## WHAT TO WORK ON
In your copy, leave out the pictures and repeat the entries below exactly.

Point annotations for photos
....

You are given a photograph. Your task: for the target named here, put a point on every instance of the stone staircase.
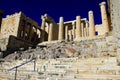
(102, 68)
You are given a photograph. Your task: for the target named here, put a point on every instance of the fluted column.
(66, 33)
(1, 14)
(82, 29)
(43, 29)
(70, 35)
(73, 29)
(50, 35)
(105, 23)
(87, 29)
(78, 27)
(61, 29)
(91, 24)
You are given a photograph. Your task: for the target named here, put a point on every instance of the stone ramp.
(103, 68)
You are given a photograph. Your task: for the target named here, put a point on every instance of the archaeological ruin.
(22, 31)
(17, 31)
(68, 50)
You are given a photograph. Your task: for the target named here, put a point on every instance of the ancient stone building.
(77, 29)
(114, 9)
(17, 30)
(22, 31)
(1, 14)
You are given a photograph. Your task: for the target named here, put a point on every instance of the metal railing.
(16, 67)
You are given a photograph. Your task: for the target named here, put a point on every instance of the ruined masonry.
(22, 31)
(71, 50)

....

## RESPONSE
You are given a photograph. Your task: for the target named here, put a point on every instance of the stone staircase.
(102, 68)
You are given a photograph. Your task: for the target named here, put a point on every instance of the fluted column.
(66, 33)
(1, 14)
(82, 29)
(43, 29)
(70, 35)
(73, 29)
(50, 35)
(105, 23)
(87, 29)
(78, 27)
(61, 29)
(91, 24)
You are given a photograph. Your task: for the target named here, put a point on every instance of the stone ramp.
(103, 68)
You are given a photograph. Your task: for the target named here, put a point on every instance of the archaeological ruin.
(22, 31)
(17, 31)
(68, 50)
You are given a photograph. Your task: for the target named here, put a point on every instance of the ancient stone building.
(77, 29)
(114, 9)
(17, 30)
(22, 31)
(1, 14)
You are given a photograph. Your task: for the target named here, put a point on every instance of the metal railing.
(16, 67)
You are given a photograph. Your task: for the target named here, put a point on every instance of the ruined masonry.
(22, 31)
(71, 50)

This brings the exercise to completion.